本文
□ □ □ □ □ □ □

クリスマスにうちの奥さんにもらった絵本です。
以前お百姓と農家は違うものなのだと友人が教えてくれました。
お百姓の姓は生業のことで
すなわちとてもたくさんの種類の仕事をこなす人たちを
百姓と呼んだということです。
農家がほぼ農業専門なのに対しお百姓はできることはなんでもやって
生計を立てていたのです。
これはかつてのアメリカ東部のそんなお百姓さん一家の一年を描いたお話です。
父親も母親も今とは違って大人らしい大人です。
子供たちは親の愛玩物ではなく
家計の一端を支える家族というチームの立派な構成員としての誇りを持っており、
父親も彼らに一定の敬意のようなものを払っているようです。
屋根板を切り出し
亜麻をリンネルに仕上げ
リンネルに刺繍をし
白樺からほうきを作り
ろうそくを作り
かえでの樹液からかえで砂糖をつくり
羊の毛を刈り取って織物をつくったり編み物をしたり
野菜をつくったり。
それぞれがそれぞれの役割を果たします。
そして皆自分のしていることが何になるのかはっきり自覚しています。
ただそれだけの話。
でもイマジネイションの手をかけてやれば百の物語に育つ種が含まれています。
東欧のイコンやアメリカの古いプリミティヴ・アートのように
木版に描かれたバーバラ・クーニー絵が
そうした姿をニュー・イングランドの冷たい空気の中に
くっきりと浮かび上がらせています。

こうういう話や絵に出会うと
アメリカというのは”歴史の豊かな”国だと思わずにいられません。
奈良や平安の昔までさかのぼることはできませんが
国取りの勝った負けた取った取られたとは違った
市井の無名の人たちの歴史が断絶なしに今につながっている。
普段の生活の中に歴史が息づいていてちょっとうらやましい。

□ □ □ □ □ □ □

課題
1. 次の(a)〜(c)が本文の内容と合っているか、それぞれ「はい」か「いいえ」で答え、根拠となる本文の言葉をそのまま引用してください。(a) お百姓は農業だけを専門にしていた。(b) 子供たちは家族というチームの一員として誇りを持っている。(c) この絵本はクリスマスに奥さんからもらったものだ。
2. 本文の「父親も母親も今とは違って大人らしい大人です。」から始まり「それぞれがそれぞれの役割を果たします。」までの部分を、「ろうそく」を「石けん」に置き換えて書き直してください。
3. 本文の「これはかつてのアメリカ東部のそんなお百姓さん一家の一年を描いたお話です。」という一文を英語に訳してください。

生データ
□ □ □ □ □ □ □

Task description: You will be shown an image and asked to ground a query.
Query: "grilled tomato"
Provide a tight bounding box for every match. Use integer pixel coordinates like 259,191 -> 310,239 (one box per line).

□ □ □ □ □ □ □

解答
1.
(a) いいえ。「農家がほぼ農業専門なのに対しお百姓はできることはなんでもやって」
(b) はい。「家計の一端を支える家族というチームの立派な構成員としての誇りを持っており、」
(c) はい。「クリスマスにうちの奥さんにもらった絵本です。」

2.
父親も母親も今とは違って大人らしい大人です。
子供たちは親の愛玩物ではなく
家計の一端を支える家族というチームの立派な構成員としての誇りを持っており、
父親も彼らに一定の敬意のようなものを払っているようです。
屋根板を切り出し
亜麻をリンネルに仕上げ
リンネルに刺繍をし
白樺からほうきを作り
石けんを作り
かえでの樹液からかえで砂糖をつくり
羊の毛を刈り取って織物をつくったり編み物をしたり
野菜をつくったり。
それぞれがそれぞれの役割を果たします。

3. This is a story that depicts a year in the life of one such peasant family in the eastern United States of long ago.